▶ _WHAT THE TASK ASKS_
Reproduce the stretch of the mass casualty drill text from "About 30 emergency" through "an actual emergency.", swapping "HAZMAT team" for "hazardous materials team".

▶ _TEXT SHOWN_
[Scan-DC] Mass casualty drill THIS THURSDAY! MONITORS DELIGHT!

dehm dehmmy at gmail.com
Wed Oct 20 19:17:09 EDT 2004


Someone with a digital scanner please monitor for me as I don't have one =(
I can only imagine that the TGs will be hopping.. I attended one of
these events at NIH ways back. It was quite elaborite.

URL:   http://www.gazette.net/200443/bethesda/news/241034-1.html

--Extracted Text Below--

Mass casualty drill set
by Chris Williams (Staff Writer)
Oct. 20, 2004

Groups will practice procedures Thursday


Emergency sirens will blare along Rockville Pike in Bethesda on
Thursday afternoon as ambulances and rescue workers rush about 100
victims to receive treatment at Suburban Hospital and the National
Institutes of Health.

But this is only a test.

A mass casualty drill will bring together NIH, Suburban, Montgomery
County Emergency Management Services and the National Naval Medical
Center to test their coordination in the event of a major disaster.

"This type of partnership and coordination is definitely a first, the
idea being we're part of the community and we all need to work
together to address these very real threats," said Corey Schultz,
Deputy Public Affairs Officer at the National Naval Medical Center.

The drill will help the top emergency managers evaluate
transportation, communication, hospital capacity and decontamination.
The overall goal is to set an example of civilian, military, local and
federal government coordination.

"We're trying to build a better model that we can export across the
nation," Peppler said.

Thursday's scenario will involve a simulated dirty bomb going off at a
picnic held on the base exposing people to radiation and causing
bodily injuries.

About 30 emergency response units from the Navy medical center,
Montgomery County Fire and Rescue Services, Walter Reed Army Medical
Center and the National Institutes of Health HAZMAT team will respond
as though it were an actual emergency.

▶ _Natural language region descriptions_
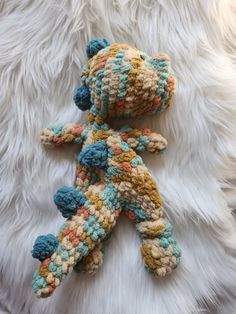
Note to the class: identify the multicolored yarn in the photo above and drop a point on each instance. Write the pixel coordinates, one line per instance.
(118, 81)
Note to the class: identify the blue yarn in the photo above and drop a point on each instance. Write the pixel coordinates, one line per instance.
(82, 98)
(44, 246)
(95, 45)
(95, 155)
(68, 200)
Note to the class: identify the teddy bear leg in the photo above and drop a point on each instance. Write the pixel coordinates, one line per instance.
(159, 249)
---
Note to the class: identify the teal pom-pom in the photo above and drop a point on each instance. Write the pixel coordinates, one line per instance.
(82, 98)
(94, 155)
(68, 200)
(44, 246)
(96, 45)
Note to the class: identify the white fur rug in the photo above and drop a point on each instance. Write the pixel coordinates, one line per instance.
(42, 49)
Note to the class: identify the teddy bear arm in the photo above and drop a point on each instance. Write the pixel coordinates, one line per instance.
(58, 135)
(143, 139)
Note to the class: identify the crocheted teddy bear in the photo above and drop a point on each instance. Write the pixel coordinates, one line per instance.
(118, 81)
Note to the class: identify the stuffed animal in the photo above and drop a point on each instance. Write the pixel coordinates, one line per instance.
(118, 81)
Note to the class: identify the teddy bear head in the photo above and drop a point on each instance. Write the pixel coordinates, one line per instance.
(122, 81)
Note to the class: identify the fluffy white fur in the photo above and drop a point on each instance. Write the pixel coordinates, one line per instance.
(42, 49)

▶ _SOLUTION TO THIS EXERCISE_
About 30 emergency response units from the Navy medical center,
Montgomery County Fire and Rescue Services, Walter Reed Army Medical
Center and the National Institutes of Health hazardous materials team will respond
as though it were an actual emergency.